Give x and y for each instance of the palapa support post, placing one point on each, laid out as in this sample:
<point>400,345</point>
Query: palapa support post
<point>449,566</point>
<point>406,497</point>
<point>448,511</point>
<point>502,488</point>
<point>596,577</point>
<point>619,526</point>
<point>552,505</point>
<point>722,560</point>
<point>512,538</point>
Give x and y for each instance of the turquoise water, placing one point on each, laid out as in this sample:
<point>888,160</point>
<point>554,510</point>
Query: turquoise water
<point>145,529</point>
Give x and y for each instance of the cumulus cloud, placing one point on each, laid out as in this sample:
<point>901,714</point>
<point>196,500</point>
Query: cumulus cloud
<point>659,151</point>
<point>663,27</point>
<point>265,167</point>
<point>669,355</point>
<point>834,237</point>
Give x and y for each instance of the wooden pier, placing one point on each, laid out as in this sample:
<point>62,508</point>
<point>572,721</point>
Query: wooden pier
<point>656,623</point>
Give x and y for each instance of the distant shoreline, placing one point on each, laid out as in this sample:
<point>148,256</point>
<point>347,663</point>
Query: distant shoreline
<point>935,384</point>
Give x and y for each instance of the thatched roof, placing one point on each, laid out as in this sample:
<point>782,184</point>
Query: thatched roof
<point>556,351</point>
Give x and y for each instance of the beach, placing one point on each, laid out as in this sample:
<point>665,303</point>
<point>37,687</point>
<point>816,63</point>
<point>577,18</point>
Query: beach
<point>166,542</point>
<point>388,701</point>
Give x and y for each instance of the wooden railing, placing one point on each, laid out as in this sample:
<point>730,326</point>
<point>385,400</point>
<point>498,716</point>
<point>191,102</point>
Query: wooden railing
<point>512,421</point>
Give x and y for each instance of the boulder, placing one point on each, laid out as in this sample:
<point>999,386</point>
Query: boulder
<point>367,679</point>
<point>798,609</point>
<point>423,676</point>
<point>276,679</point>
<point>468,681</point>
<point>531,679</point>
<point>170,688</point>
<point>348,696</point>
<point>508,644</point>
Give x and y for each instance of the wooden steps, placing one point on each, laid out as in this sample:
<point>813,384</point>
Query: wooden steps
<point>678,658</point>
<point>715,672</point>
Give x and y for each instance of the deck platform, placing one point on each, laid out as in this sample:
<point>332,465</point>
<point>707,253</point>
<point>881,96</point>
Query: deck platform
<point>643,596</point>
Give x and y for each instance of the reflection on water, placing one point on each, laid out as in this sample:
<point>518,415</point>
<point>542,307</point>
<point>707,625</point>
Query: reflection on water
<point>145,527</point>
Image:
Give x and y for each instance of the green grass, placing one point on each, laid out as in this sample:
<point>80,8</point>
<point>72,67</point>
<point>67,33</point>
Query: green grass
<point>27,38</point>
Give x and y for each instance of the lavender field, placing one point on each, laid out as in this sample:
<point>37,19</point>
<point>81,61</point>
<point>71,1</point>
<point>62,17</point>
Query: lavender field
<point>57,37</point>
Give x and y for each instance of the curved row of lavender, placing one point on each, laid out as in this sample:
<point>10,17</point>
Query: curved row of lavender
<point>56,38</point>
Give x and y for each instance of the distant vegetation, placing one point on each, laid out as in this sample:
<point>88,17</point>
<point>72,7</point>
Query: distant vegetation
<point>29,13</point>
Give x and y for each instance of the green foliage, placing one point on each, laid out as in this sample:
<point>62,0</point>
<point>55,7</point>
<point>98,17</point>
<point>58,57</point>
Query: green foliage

⁂

#### ABOUT THIS EXERCISE:
Take each line from the preceding material that contains "foliage" and copy it.

#### TASK SOLUTION:
Give x and y for each instance of the green foliage, placing one point on each, laid out as in this sample:
Query: green foliage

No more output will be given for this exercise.